_Your instructions_. Convert these rows to a two-column CSV with the headers instruction and output, one line per row. Quote each field, replace line breaks with spaces, and leave out the pictures.

_Listed entries_.

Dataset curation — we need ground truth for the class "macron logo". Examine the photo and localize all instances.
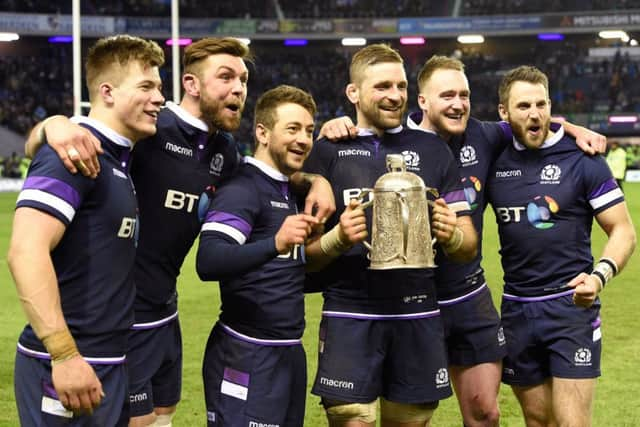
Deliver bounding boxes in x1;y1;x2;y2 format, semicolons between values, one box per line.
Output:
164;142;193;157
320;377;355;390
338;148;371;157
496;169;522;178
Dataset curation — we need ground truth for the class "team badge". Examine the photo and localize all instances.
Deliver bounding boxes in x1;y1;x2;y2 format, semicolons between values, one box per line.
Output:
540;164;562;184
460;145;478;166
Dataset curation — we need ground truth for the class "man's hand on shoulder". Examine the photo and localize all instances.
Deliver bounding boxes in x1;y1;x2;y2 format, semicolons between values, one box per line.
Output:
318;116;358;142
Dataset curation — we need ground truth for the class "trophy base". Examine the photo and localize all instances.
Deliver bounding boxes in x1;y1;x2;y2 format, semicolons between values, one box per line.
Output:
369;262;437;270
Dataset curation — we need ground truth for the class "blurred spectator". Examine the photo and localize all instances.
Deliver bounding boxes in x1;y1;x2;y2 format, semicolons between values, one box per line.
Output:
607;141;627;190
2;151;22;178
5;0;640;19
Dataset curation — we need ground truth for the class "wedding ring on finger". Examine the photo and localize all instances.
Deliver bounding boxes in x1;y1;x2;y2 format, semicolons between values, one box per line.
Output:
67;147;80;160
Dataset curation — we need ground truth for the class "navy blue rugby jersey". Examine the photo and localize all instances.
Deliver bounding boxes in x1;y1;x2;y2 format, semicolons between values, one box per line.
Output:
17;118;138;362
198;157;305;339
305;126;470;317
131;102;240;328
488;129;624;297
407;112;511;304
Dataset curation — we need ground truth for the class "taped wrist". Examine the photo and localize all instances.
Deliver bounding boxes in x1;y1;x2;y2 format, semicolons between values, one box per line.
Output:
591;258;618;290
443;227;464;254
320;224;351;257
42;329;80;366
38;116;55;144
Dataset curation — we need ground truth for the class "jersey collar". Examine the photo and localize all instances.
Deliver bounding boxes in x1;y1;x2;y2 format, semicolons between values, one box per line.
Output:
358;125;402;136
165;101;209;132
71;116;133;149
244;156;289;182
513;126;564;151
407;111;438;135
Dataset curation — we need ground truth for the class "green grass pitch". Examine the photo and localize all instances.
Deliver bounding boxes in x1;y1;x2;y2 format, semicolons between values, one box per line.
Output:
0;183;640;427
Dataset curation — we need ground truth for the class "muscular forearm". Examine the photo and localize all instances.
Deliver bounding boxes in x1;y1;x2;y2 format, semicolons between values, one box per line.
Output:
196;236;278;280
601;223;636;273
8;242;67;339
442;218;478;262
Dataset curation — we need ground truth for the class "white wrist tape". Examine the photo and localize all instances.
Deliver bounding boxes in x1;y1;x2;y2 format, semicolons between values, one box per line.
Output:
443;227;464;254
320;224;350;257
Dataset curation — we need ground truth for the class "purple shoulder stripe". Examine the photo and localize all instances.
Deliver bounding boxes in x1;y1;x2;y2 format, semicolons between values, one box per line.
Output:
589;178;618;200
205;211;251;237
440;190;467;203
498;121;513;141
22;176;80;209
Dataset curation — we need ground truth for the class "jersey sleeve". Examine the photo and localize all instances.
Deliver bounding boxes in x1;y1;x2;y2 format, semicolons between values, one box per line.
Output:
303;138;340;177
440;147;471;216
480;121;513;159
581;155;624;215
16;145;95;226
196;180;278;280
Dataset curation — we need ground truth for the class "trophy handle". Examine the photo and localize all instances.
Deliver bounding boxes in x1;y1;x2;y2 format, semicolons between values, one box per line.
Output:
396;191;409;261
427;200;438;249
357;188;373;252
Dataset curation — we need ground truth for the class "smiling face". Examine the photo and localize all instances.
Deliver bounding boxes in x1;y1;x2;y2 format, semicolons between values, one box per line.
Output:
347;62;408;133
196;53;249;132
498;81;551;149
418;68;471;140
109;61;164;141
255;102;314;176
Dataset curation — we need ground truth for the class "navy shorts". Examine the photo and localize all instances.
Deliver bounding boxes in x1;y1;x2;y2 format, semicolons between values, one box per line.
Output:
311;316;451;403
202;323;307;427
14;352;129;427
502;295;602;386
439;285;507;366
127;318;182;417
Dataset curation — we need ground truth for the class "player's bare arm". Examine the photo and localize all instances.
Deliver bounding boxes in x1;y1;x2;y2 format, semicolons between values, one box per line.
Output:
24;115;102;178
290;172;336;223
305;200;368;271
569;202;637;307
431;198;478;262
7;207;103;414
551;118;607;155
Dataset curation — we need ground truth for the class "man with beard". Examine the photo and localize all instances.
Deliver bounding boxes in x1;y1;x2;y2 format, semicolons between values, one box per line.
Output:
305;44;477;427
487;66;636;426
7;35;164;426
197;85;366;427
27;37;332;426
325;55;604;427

_Task response_.
instruction,output
"Dataset curation — we need ground truth for the class ""macron logo"". Examine the photo and localize all instances. Deliver bounding boxes in x1;y1;x2;y2 format, semicolons between values, one box per line. Output:","164;142;193;157 320;377;355;390 338;148;371;157 496;169;522;178"
"Dataset curation — we need ground truth for the class ""team badge"". Examine the photo and localize all instances. Deliver bounding boxes in x1;y1;x2;y2 format, semicolons between values, one box per line. Output:","540;164;562;184 460;145;478;166"
"Dataset curation — we need ground truth for the class ""man's hand on shoulder"". Examine the photo and localize all instances. Deliver bounding boxes in x1;y1;x2;y2 format, semicolons between values, one box per line. Output:","318;116;358;142"
"Dataset curation — we need ground truth for the class ""trophy base"". Examine the photo and localize all instances. Deliver bounding boxes in x1;y1;x2;y2 format, semicolons between values, one box per line. Output:","369;262;437;270"
"Dataset curation — we need ground truth for the class ""blurred spectator"". Examine the photo and localize all instances. Deliver bounding boxes in x1;y1;x2;y2 format, semicolons between values, one box per line. Output:","607;141;627;190 2;151;22;178 5;0;640;19"
"Dataset curation — we need ground truth for the class ""wedding ring on finger"". Examine the photo and localize all instances. Deliver bounding boxes in x1;y1;x2;y2 format, semicolons between values, one box per line. Output:","67;147;80;160"
"Dataset curation — we need ground truth for the class ""navy blue rugby jersey"". Examine the photo and localize all instances. Deliver bounding boxes in x1;y1;x2;y2 format, semicolons between values, one box per line. Output:","17;118;138;362 198;157;305;339 305;126;470;317 131;102;240;328 488;129;624;297 407;112;511;304"
"Dataset curation — we need ground truth for the class ""taped wrist"". Examine the photo and localize all instances. Deliver bounding boxes in x1;y1;x2;y2 format, semicolons between values, one box per line. Output:","591;258;618;290 443;227;464;254 320;224;351;257 42;329;80;366 38;116;55;144"
"Dataset curation — we need ground truth for the class ""jersey collar"". Examine the photo and localize all instances. Deliver bounding boxes in x1;y1;x2;y2 format, semicolons between values, one box per line. Output:","358;125;402;136 165;101;209;132 71;116;133;149 244;156;289;182 513;126;564;151 407;111;438;135"
"Dataset curation — we need ground truth for the class ""green grass pitch"". Examine the photo and localize all instances. Deliver bounding boxes in x1;y1;x2;y2 format, semicolons between values, one box per line. Output:","0;183;640;427"
"Dataset curation — we need ground truth for the class ""muscular forearm"". Examine the photo and localize all instances. Deliver bounding boxes in x1;y1;x2;y2 format, semicolons between values, one box per line. Output:","196;236;278;280 601;223;636;273 8;242;67;339 442;218;478;262"
"Dataset curation — we need ground truth for the class ""white wrist tape"". Examine the photo and localize all instances. Deliver bounding boxes in x1;y1;x2;y2 format, semicolons between values, one box per line. Output:","443;227;464;254 320;224;350;257"
"Dataset curation — we need ground truth for the class ""purple shoulder stripe"". Examine the photo and localize all instances. Deliver bounding boxes in x1;y1;x2;y2 format, semicolons between values, one box per line. Output:","589;178;618;200 205;211;251;237 440;190;467;203 498;121;513;141 22;176;80;209"
"Dataset curation — we need ground truth for the class ""jersey sleeve"". Examine the photo and localize all instances. Deliver bounding boxes in x1;y1;x2;y2 format, semicolons between values, one box per line. Output:","303;138;340;177 440;147;471;216 480;121;513;159 581;155;624;215 16;145;95;226 196;180;278;280"
"Dataset curation — we need ground truth for the class ""trophy handle"". Examine the photo and localize all instances. Deliver bounding boxes in x1;y1;x2;y2 format, semicolons between values, one box per line. Output:","396;191;409;261 427;200;438;249 357;188;373;252"
"Dataset curation — we need ground truth for the class ""smiling face"". Examine the photo and localize all instances. Deliver bounding boxes in x1;y1;x2;y2 format, semicolons between values, one box per line. Output:","347;62;408;133 196;53;249;132 498;81;551;149 418;68;471;140 109;61;164;141 255;102;314;176"
"Dataset curation — we need ground truth for the class ""navy shorts"". Examine the photo and localize all instances. Deliver bounding boxes in x1;y1;x2;y2 format, semicolons between values, one box per line. Output:","311;316;451;403 202;323;307;427 14;352;129;427 502;295;602;386 439;285;507;366 127;318;182;417"
"Dataset curation — we need ground truth for the class ""player's bare arm"". Examine the photo and localize all instances. Deliver bounding boxes in x1;y1;x2;y2 format, semicolons between values, one box per line. Output:","24;115;102;178 290;172;336;223 305;200;368;271 569;202;637;307 431;198;478;262 7;207;103;414 551;118;607;155"
"Dataset curation — we need ground truth for the class ""man with beard"". Examine the photo and localize all instances. Deliver bounding boxes in x1;y1;x2;y2 format, semicolons between values, one box per line. Output:","305;44;477;427 487;66;636;426 7;35;164;426 197;85;366;427 27;37;332;426 325;55;604;427"